▸ Selection
::::::
Secondly, the concept emphasized the need to concentrate on the plight, vulnerabilities, and necessities of the people suffering in crises situations rather than debate on the rights of external powers to intervene. (Weiss, 2006: 743-744) As Weiss puts it, “The ICISS identified two threshold cases: large-scale loss of life and ethnic cleansing, underway or anticipated. The humanitarian
intervention also should be subject to four precautionary conditions: right intention, last resort, proportional means, and reasonable prospects of success. And finally, the Security Council is the preferred decision maker.” (Weiss, 2006: 743). To sum up, R2P was an evolving idea that sought to stay clear of the morally loaded concepts by finessing their meanings rather them creating new ideas.
Primarily, it redefined sovereignty as territorial control plus responsibility to protect citizens. In the process, it also saw sovereignty and intervention as complementary rather than contradictory ideas.
::::::
▸ Dataset extract
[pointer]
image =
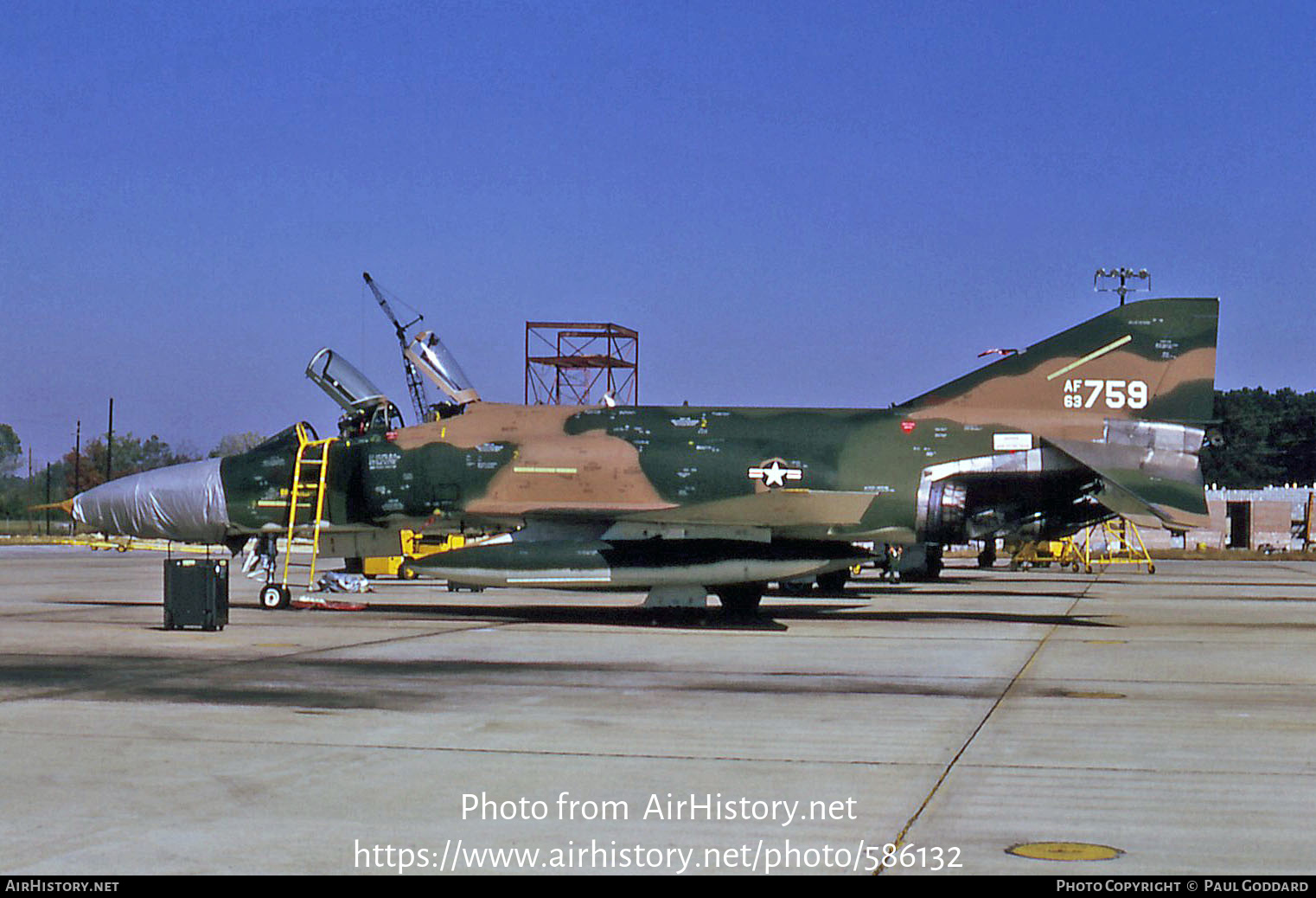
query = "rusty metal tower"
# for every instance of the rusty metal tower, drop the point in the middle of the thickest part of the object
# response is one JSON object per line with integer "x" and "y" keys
{"x": 580, "y": 363}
::::::
▸ Work to do
Transcribe the text on the responsibility to protect word for word, between "Secondly, the concept" and "creating new ideas.", inclusive.

▸ The response
Secondly, the concept emphasized the need to concentrate on the plight, vulnerabilities, and necessities of the people suffering in crises situations rather than debate on the rights of external powers to intervene. (Weiss, 2006: 743-744) As Weiss puts it, “The ICISS identified two threshold cases: large-scale loss of life and ethnic cleansing, underway or anticipated. The humanitarian
intervention also should be subject to four precautionary conditions: right intention, last resort, proportional means, and reasonable prospects of success. And finally, the Security Council is the preferred decision maker.” (Weiss, 2006: 743). To sum up, R2P was an evolving idea that sought to stay clear of the morally loaded concepts by finessing their meanings rather them creating new ideas.